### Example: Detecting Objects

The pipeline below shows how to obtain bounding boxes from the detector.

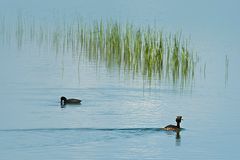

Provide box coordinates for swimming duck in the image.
[60,96,82,105]
[164,116,183,131]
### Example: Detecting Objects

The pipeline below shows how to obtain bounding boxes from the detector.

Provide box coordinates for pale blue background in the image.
[0,0,240,159]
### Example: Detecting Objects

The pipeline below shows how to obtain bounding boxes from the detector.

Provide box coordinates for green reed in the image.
[225,55,229,86]
[79,21,196,86]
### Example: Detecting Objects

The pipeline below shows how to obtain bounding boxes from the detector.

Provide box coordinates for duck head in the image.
[176,116,182,123]
[60,96,67,105]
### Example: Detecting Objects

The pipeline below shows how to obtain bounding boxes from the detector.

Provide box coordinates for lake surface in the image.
[1,0,240,159]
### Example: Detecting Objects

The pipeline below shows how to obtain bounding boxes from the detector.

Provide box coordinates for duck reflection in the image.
[163,130,181,146]
[175,131,181,146]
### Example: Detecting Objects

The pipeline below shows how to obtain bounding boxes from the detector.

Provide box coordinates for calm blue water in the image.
[0,0,240,159]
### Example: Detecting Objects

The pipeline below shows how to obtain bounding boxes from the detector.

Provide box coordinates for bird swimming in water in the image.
[164,116,183,131]
[60,96,82,106]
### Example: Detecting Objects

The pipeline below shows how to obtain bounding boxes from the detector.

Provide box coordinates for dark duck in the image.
[164,116,183,131]
[60,96,82,106]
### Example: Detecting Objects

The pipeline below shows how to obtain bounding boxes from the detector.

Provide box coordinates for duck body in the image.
[164,125,181,131]
[61,96,81,105]
[163,116,183,131]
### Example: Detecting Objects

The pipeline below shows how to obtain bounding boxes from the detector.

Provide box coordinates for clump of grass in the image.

────────────────────────────────────────

## EXERCISE PROMPT
Drop the pictures and copy the data exactly.

## SOLUTION TO THE EXERCISE
### Example: Detecting Objects

The pipeline below shows how to obtain bounding boxes from the detector.


Provide box coordinates for swimming duck in the image.
[60,96,82,105]
[164,116,183,131]
### Example: Detecting Objects

The pipeline below shows how to obtain bounding boxes from the detector.

Provide box coordinates for pale blue background in the image.
[0,0,240,159]
### Example: Detecting Objects

The pipeline below shows how to obtain bounding boxes from the detector.

Provide box coordinates for green reed in the image.
[225,55,229,86]
[79,21,196,86]
### Example: Detecting Objects

The pipeline below shows how to obtain bounding boxes from the detector.

Provide box coordinates for duck head in the image.
[176,116,182,123]
[60,96,67,105]
### Example: Detecting Objects

The pipeline below shows how to obtain bounding boxes from the detector.

Provide box coordinates for lake surface in the image.
[1,0,240,159]
### Example: Detecting Objects

The pipeline below shows how to obtain bounding boxes from the detector.

Provide box coordinates for duck reflection in the image.
[163,130,181,146]
[175,131,181,146]
### Example: Detecting Objects

The pipeline below shows how to obtain bounding boxes from the detector.

Provide box coordinates for calm blue water in the image.
[0,0,240,159]
### Example: Detecting Objects

The pipeline below shows how to obtain bounding boxes from the detector.

Provide box coordinates for bird swimming in water in the image.
[164,116,183,131]
[60,96,82,106]
### Example: Detecting Objects

The pipeline below shows how to obtain bounding boxes from the detector.

Provide box coordinates for dark duck in the image.
[164,116,183,131]
[60,96,82,106]
### Example: Detecting Objects

The pipeline below shows how to obtain bounding boxes from the detector.

Provide box coordinates for duck body in the image.
[164,125,181,131]
[61,96,81,105]
[163,116,183,131]
### Example: Detecting Objects

The pipeline below shows how to obtain bounding boxes from the detector.

Provide box coordinates for clump of grass in the image.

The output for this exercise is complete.